== Extracted records
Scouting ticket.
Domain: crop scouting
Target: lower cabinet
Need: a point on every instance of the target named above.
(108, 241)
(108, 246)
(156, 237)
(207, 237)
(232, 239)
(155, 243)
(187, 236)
====
What needs to be done: Convert all the rows above into a JSON list of strings with one string per line, leaving out any blank lines.

Response to the task:
[
  "Scouting ticket.",
  "Domain: crop scouting",
  "Target: lower cabinet",
  "Need: a point on every instance of the target named above.",
  "(108, 241)",
  "(108, 246)",
  "(156, 237)",
  "(207, 237)",
  "(232, 239)",
  "(155, 243)",
  "(187, 236)"
]